*Exercise directions:*
Wherever the word "brick" occurs in the listing, copy the whole line.

*Recorded information:*
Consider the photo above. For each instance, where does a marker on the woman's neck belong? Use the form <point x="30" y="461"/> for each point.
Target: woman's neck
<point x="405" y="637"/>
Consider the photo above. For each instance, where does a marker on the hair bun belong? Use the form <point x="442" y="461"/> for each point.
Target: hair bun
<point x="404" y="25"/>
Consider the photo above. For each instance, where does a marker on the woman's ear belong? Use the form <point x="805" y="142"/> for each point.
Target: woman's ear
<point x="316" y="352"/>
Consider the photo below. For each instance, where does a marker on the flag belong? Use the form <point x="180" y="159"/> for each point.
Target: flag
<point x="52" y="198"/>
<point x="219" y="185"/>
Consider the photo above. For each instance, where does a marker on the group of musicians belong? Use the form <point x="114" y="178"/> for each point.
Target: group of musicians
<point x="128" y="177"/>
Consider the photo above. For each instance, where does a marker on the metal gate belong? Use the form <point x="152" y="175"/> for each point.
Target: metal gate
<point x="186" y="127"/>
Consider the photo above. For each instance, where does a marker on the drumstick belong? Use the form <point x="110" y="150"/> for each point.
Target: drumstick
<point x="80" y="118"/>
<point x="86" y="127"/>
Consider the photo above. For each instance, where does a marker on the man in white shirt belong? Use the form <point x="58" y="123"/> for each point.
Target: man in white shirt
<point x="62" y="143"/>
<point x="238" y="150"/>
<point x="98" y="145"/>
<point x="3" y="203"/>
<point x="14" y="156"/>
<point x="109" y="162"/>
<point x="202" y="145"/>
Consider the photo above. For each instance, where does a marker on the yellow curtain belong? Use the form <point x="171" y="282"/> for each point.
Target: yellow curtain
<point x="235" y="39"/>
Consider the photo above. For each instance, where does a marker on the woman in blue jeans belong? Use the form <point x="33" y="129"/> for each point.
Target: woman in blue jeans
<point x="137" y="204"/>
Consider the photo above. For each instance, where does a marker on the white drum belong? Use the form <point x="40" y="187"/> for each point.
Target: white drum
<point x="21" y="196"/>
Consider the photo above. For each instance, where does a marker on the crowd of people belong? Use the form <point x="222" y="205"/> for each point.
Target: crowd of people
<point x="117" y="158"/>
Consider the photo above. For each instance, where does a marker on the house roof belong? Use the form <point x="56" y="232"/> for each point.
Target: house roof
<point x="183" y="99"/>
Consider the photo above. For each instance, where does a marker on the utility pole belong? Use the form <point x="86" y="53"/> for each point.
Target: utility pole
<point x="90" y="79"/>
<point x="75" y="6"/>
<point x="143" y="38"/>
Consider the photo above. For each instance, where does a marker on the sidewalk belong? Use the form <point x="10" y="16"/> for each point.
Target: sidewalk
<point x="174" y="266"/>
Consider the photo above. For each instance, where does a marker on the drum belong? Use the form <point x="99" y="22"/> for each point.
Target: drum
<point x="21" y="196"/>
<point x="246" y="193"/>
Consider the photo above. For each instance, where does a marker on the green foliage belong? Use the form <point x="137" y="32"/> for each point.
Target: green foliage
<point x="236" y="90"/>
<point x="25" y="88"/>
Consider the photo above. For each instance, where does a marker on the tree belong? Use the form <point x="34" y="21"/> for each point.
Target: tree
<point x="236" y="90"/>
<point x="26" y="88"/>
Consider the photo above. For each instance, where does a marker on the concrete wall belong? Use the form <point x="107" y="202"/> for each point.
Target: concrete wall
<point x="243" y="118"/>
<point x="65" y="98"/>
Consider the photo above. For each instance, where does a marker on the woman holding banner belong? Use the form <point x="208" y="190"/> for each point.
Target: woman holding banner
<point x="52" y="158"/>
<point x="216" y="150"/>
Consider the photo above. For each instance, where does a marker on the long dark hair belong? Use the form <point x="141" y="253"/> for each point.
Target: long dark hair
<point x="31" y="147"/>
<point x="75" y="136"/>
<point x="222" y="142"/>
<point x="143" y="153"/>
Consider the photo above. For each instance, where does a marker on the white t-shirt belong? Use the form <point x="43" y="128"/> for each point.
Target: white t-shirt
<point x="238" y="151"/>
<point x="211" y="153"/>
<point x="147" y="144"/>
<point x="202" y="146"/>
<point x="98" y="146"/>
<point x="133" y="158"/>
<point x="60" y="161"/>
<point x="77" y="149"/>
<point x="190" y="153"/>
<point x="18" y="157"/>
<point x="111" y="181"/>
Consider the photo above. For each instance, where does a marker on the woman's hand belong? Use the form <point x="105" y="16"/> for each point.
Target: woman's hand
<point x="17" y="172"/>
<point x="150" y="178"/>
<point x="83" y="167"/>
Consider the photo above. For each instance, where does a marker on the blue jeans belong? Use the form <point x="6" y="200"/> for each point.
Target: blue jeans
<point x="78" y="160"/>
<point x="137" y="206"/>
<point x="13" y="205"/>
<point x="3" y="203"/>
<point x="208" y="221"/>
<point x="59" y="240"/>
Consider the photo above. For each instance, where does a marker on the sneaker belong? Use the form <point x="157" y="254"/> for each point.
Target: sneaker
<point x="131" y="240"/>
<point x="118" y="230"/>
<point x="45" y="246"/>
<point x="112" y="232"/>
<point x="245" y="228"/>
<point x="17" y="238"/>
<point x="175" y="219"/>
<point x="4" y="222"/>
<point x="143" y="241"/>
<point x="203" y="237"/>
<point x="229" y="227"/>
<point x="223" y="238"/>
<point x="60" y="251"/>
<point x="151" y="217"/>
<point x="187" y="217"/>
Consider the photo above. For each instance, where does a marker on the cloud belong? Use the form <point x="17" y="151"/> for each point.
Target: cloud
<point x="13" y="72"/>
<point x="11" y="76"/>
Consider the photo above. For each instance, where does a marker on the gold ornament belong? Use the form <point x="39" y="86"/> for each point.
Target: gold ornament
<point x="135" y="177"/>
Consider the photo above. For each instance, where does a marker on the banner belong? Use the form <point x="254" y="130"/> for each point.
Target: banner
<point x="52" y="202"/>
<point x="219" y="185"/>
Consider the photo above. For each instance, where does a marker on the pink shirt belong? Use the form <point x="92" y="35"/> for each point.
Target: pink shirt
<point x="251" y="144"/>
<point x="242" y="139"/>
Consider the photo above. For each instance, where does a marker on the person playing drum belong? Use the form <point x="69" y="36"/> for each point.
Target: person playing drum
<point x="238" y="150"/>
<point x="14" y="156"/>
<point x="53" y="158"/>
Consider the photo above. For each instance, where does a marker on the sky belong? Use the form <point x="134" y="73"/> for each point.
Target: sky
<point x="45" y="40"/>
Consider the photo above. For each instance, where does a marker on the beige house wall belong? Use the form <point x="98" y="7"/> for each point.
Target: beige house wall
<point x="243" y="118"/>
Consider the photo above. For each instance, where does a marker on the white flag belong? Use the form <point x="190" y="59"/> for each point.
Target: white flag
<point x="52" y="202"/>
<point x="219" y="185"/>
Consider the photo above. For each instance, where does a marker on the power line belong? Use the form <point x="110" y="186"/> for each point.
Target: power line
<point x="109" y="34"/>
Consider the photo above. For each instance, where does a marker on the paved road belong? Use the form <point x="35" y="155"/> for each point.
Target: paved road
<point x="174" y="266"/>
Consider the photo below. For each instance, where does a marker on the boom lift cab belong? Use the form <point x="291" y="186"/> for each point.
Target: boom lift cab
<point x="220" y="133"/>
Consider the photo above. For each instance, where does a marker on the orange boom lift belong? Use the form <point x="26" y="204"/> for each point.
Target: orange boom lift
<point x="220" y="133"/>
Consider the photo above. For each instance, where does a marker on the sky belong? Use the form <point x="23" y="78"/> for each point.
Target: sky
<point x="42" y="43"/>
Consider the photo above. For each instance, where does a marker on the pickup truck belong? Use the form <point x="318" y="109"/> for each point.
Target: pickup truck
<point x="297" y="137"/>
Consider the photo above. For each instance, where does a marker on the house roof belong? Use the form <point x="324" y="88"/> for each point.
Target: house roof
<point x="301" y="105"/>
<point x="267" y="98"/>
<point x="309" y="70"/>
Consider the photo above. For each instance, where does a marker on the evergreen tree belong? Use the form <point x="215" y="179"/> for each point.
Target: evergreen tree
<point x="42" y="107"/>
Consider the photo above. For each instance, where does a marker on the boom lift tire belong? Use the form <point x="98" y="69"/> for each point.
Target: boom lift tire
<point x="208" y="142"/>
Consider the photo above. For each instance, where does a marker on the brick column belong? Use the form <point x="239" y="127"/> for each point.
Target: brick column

*Reply to the exercise:*
Consider the photo above. For each instance, where does a marker on the brick column belong? Use the form <point x="239" y="127"/> for each point.
Target: brick column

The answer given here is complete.